## [BRIEF]
Copy every line of the data below word for word.

## [SUPPLIED DATA]
^^^^

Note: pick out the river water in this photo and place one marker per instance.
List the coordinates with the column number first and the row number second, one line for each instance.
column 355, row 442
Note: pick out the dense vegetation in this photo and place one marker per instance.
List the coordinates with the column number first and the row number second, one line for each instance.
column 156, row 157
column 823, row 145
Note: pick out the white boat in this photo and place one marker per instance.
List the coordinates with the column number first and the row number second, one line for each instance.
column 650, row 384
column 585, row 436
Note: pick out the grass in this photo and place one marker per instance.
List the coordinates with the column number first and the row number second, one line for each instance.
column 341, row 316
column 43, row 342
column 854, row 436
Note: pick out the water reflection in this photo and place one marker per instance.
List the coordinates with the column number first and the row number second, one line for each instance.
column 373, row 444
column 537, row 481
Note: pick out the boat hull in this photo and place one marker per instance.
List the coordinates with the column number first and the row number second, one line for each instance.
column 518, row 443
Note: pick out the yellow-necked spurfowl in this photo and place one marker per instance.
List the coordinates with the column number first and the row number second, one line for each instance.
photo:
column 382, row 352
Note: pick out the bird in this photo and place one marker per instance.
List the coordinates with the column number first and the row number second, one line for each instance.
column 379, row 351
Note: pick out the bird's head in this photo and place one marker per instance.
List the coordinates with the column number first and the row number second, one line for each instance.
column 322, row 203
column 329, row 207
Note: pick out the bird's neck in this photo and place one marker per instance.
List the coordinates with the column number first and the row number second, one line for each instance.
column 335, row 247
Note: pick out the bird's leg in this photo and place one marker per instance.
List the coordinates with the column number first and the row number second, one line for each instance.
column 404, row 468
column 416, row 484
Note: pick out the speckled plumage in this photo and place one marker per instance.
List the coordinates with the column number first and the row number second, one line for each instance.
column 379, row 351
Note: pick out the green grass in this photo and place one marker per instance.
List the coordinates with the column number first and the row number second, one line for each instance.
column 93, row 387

^^^^

## [TASK SOLUTION]
Note: pick out the river water in this photo and place one marker per instance.
List the coordinates with the column number first and the row number second, one line for each instance.
column 355, row 442
Note: pick out the dense vegetation in this photo and place one marker per instance.
List the coordinates with the column number first and the row number second, one line for each instance.
column 156, row 157
column 823, row 145
Note: pick out the white boat in this photo and place one marker per instance.
List the coordinates with the column number first and the row number second, one line for each instance.
column 650, row 384
column 585, row 436
Note: pick out the grass in this photo and place one marker per instance.
List the coordinates with the column number first and the row number second, one line for each instance.
column 341, row 316
column 43, row 342
column 854, row 436
Note: pick out the water reflection in this photo and place one marker per instance.
List the coordinates with the column number first and the row number second, one line for each instance.
column 373, row 444
column 537, row 481
Note: pick out the boat hull in this photo and place one marker per instance.
List the coordinates with the column number first and the row number second, one line for each instance.
column 518, row 443
Note: pick out the yellow-necked spurfowl in this photo and place one marker per instance.
List the coordinates with the column number first and the row number second, one line for each instance.
photo:
column 382, row 352
Note: pick out the bird in this photo and place one marker per instance.
List the coordinates with the column number first and the row number second, one line for each instance.
column 379, row 351
Note: pick out the bird's head in this photo and place one marker per instance.
List the coordinates with the column number first and the row number second, one line for each instance.
column 322, row 203
column 329, row 207
Note: pick out the bird's neck in this photo and place one marker per instance.
List the coordinates with the column number first and the row number second, one line for each instance.
column 335, row 247
Note: pick out the bird's leg in this photo and place one marker per instance.
List the coordinates with the column number first and the row number second, one line for each instance.
column 404, row 468
column 416, row 484
Note: pick out the speckled plumage in this photo and place one marker per instance.
List the coordinates with the column number first and the row number second, one line for each instance.
column 379, row 351
Note: pick out the green grass in this photo and place one marker per instance.
List the coordinates with the column number first and the row number second, one line for each instance.
column 93, row 387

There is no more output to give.